* Source excerpt:
That's a great rule for writing code. If you find that you repeat yourself in code, then you're probably doing something wrong. Writing code should be about expressing what's unique about something, not filling out standard forms of data. (Copy-and-Paste coding is the worst version of this)
Unfortunately, when it comes to providing serialization and editing information about classes in C++, the language falls down. In C#, and other .NET languages, and even in Java, reflection is rich and allows you to build nice, automated editors and serializers using minimal mark-up. Also, if you need mark-up, that mark-up can be done in-place where members are defined, typically using custom attributes.
The C++ compiler actually builds all the information needed to do reflection internally. However, while the language designers provided a type_info object to represent the runtime type of a class, they stopped short of actually making that type useful. The only thing you can use a type_info for is to find the name of a type as a string, and to test equality of two types. Would it have been so hard to define some set of structures/tables to describe the layout of an object, one wonders? (multiple virtual inheritance, pointer-to-member-function members, and other such features would complicate the necessary structures, but only marginally -- it's totally doable in a portable way)

* Written exercise A: List every programming language that the excerpt about C++ reflection mentions by name.
* Written exercise B: Reproduce the passage of the excerpt about C++ reflection starting at "Unfortunately, when it" and ending at "using custom attributes.".

* Record list:

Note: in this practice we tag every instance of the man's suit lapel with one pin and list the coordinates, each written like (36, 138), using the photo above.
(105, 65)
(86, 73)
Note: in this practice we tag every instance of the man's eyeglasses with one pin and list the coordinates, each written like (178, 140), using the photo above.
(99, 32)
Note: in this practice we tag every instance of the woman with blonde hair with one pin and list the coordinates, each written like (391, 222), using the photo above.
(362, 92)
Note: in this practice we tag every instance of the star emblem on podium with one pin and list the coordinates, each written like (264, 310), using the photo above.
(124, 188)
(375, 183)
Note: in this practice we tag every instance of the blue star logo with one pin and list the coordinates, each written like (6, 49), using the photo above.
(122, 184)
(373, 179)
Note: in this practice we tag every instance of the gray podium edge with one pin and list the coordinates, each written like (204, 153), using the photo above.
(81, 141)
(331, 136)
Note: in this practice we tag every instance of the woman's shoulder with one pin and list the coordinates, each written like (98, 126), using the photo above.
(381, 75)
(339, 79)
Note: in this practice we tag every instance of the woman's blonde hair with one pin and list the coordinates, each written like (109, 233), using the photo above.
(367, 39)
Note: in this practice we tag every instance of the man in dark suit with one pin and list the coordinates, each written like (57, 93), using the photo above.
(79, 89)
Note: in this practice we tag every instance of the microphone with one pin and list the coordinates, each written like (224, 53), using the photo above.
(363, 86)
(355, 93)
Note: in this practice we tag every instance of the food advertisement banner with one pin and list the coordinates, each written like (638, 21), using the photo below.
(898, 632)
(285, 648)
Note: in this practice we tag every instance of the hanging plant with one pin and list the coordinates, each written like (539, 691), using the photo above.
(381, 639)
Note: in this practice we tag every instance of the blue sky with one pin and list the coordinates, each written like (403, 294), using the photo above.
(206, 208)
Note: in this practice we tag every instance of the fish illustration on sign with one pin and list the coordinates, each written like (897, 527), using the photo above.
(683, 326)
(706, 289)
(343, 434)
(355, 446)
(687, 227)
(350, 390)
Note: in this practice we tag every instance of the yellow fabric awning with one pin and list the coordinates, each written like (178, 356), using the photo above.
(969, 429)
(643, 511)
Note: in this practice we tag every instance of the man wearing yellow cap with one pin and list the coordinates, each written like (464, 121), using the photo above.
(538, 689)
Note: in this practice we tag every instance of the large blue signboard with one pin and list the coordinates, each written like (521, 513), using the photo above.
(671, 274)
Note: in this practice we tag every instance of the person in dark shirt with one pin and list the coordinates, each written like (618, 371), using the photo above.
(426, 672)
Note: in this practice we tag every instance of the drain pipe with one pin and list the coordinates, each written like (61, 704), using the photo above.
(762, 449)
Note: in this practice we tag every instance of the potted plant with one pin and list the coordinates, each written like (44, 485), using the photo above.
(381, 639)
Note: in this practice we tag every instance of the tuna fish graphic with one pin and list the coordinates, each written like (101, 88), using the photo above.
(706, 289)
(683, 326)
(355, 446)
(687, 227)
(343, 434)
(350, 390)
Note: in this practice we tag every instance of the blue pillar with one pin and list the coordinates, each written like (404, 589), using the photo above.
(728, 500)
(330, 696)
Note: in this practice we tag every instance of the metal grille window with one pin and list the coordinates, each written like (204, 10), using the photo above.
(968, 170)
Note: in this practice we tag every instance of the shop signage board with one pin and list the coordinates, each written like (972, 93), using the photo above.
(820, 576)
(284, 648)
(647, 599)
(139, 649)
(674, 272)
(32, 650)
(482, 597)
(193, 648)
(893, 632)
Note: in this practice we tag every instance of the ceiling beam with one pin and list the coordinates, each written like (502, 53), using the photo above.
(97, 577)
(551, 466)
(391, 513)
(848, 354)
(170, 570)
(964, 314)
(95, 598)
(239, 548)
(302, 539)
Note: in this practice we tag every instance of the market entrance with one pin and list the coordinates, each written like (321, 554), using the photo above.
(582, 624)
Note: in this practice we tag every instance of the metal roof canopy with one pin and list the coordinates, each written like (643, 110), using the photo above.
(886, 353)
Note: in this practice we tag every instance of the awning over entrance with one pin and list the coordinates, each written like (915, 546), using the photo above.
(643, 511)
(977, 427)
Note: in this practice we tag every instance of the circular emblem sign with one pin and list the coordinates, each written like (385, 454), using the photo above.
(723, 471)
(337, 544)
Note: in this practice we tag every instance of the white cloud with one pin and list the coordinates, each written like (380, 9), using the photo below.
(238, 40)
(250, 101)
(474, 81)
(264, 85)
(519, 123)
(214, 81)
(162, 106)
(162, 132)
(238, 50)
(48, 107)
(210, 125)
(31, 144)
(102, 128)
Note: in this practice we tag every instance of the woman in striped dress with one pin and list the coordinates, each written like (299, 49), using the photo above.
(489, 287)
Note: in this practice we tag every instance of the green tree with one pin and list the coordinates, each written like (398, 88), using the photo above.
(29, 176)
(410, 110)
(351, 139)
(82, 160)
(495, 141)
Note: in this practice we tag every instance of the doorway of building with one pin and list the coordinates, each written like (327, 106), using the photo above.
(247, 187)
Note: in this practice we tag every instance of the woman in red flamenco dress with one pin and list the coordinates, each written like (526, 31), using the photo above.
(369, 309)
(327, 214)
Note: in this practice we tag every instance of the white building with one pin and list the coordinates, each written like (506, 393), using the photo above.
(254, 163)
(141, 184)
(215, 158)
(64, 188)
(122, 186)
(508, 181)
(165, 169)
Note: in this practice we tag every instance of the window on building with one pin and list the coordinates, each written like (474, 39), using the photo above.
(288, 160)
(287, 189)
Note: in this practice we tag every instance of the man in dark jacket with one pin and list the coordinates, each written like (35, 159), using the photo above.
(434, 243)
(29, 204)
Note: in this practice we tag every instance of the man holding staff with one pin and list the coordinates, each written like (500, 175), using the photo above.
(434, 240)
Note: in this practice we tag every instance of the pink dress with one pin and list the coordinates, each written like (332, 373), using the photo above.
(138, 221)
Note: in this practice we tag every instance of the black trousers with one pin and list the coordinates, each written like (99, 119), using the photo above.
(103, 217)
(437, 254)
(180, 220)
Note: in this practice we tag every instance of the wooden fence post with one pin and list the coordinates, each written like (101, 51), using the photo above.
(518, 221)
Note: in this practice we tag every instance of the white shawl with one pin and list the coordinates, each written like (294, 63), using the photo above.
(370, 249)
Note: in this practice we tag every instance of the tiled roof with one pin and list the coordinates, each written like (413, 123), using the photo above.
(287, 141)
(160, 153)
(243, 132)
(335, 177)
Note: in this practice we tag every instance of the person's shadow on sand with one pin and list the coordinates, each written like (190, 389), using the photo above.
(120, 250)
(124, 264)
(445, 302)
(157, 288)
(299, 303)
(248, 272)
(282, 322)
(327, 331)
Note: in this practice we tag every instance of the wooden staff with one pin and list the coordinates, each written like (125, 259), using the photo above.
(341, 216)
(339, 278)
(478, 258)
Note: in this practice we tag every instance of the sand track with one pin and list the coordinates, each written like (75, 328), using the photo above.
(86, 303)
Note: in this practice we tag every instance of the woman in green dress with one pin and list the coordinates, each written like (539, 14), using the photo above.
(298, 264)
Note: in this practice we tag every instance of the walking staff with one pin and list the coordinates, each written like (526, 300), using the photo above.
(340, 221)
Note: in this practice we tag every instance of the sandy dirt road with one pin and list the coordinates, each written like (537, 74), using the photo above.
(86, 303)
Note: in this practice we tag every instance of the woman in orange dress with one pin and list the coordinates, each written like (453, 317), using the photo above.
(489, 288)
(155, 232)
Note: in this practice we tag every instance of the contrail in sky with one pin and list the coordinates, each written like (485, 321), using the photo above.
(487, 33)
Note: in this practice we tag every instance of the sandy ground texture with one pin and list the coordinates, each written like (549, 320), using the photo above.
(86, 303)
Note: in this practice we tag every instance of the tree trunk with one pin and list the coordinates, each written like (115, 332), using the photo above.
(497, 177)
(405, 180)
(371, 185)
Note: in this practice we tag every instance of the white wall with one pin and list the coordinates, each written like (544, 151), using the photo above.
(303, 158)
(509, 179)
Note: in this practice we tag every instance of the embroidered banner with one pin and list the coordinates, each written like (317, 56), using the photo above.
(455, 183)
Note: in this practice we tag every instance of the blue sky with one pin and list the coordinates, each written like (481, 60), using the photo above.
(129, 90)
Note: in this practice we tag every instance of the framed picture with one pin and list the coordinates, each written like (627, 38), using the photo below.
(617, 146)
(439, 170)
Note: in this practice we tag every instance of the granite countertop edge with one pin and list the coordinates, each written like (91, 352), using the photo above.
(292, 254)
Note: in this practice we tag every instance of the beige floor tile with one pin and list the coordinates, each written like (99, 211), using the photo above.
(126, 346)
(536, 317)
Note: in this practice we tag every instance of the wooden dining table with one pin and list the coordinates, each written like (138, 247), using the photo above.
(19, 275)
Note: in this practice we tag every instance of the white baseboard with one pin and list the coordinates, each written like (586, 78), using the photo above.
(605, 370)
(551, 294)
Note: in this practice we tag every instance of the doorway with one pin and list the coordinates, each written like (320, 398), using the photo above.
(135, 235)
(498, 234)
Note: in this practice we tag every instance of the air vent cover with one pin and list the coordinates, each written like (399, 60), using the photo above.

* Solution A: C++, C#, Java

* Solution B:
Unfortunately, when it comes to providing serialization and editing information about classes in C++, the language falls down. In C#, and other .NET languages, and even in Java, reflection is rich and allows you to build nice, automated editors and serializers using minimal mark-up. Also, if you need mark-up, that mark-up can be done in-place where members are defined, typically using custom attributes.